* [Work to complete]
1) Duplicate the passage of the workplace spirituality text from "How to integrate" up to and including "in your organization.".
2) Finish out the next part of the workplace spirituality text, picking up after its last sentence.

* [Text for analysis]
%%

How to integrate spirituality in your office?

Workplace spirituality involves a particular way of thinking on both personal and organizational levels. Thus, building a workplace that promotes spiritual values is slow and long process. Employers may take workplace spirituality adoption in certain ways, while employees may adjust at a different rate. Nevertheless, the main goal will always be to create better workplace for people to flourish in. Here are some of the ways to nourish spirituality in your organization.

  • Defining clear organizational mission and vision. Have clear mission and vision statements that aim at supporting and benefiting not just your clients but also the society. Furthermore, ensure that actions realizing companies’ mission and vision do not have negative impact on people, other organizations, and environment. Employees and managers must be well-acquainted with the organization’s purpose, more so the prospective employees.
  • Promote diversity in the workplace. Foster a workplace where different thoughts and ideas from employees are encouraged and embraced. Leaders must always seek perspectives and advice from colleagues, regardless of their ranks, to improve communication and productivity in the workplace. This helps organization retain diverse talent, improve productivity, and be an attractive option for free-thinking job seekers.

%%

* [Records provided]
%%

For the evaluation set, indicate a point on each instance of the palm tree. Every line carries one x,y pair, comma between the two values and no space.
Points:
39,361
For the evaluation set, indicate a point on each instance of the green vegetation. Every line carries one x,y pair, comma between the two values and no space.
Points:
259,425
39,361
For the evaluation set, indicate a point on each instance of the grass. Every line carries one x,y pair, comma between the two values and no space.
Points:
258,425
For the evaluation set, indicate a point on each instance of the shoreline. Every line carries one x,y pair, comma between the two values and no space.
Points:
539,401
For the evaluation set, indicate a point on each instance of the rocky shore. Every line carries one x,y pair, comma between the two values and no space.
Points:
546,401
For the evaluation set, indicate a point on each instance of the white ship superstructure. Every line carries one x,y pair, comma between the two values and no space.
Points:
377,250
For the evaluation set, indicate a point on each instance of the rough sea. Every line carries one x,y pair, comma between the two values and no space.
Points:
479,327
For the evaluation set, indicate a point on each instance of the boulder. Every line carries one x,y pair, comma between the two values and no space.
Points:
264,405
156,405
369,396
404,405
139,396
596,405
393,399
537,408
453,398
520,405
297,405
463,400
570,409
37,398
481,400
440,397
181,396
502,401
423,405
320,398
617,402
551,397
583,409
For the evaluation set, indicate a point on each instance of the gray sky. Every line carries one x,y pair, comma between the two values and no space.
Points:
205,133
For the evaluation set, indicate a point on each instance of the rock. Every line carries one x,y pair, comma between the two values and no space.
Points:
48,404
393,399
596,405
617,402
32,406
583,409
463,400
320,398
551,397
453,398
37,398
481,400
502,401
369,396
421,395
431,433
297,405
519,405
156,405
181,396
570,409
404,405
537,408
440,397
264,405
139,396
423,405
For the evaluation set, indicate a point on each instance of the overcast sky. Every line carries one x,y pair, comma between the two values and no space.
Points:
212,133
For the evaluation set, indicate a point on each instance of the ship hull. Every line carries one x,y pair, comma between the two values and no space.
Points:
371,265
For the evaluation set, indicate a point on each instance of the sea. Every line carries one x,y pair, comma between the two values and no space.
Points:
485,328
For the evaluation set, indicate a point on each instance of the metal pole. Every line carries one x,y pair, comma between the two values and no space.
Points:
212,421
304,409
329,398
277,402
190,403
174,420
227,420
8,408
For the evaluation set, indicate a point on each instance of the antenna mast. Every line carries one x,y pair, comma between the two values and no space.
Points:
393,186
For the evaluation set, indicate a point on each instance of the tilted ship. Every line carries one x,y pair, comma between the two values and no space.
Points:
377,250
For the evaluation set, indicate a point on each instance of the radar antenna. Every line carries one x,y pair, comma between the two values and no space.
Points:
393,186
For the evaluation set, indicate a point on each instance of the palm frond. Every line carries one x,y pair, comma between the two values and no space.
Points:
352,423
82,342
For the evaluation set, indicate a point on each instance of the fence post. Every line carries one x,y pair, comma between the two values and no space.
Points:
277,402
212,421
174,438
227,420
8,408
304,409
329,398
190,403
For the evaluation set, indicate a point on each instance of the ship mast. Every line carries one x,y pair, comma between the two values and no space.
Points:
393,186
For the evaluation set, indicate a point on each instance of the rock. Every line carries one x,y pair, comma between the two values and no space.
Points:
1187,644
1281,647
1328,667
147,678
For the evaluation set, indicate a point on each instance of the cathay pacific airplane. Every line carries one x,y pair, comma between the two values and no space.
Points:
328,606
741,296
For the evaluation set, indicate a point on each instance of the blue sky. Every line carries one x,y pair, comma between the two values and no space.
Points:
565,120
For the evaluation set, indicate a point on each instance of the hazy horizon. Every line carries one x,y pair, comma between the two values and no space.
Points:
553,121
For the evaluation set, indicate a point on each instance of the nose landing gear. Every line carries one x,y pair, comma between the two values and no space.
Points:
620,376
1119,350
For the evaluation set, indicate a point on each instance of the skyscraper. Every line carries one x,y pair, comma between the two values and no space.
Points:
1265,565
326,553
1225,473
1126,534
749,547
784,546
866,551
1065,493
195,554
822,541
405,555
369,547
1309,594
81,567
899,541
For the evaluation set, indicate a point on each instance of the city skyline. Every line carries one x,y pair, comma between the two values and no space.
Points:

%%

* [Written answers]
1)
How to integrate spirituality in your office?

Workplace spirituality involves a particular way of thinking on both personal and organizational levels. Thus, building a workplace that promotes spiritual values is slow and long process. Employers may take workplace spirituality adoption in certain ways, while employees may adjust at a different rate. Nevertheless, the main goal will always be to create better workplace for people to flourish in. Here are some of the ways to nourish spirituality in your organization.

2)
  • Practice kindness and respect in the workplace. Nurture a workplace filled with positive attitude and goodwill by providing a space for collaboration and meaningful conversations for the employees. This can also be done by organizing team-building activities, recognizing a well-done job, providing positive feedback and recommendations, being considerate and making time for employees, among others. Respecting and being sensitive to others’ boundaries and expectations is also important.
  • Build trust and discourage fear. Enrich an environment of trust wherein people can work, learn, and collaborate to achieve common goals. Create a network of support and compassion to eliminate fear in the workplace. Spirituality can flourish fully in the absence of fear.
  • Know your employees. Knowing your employees and appreciating their talent can build a sense of community in the organization. Hosting social events or simple dining outside work can go a long way. By being approachable, paying attention to their needs and motivations can give the impression that the organization have their support.
  • Provide training for personality development. This may include honing skills for self-awareness and self-leadership to help them realize their value and self-worth, as well as managing work-life balance, and proper business conduct.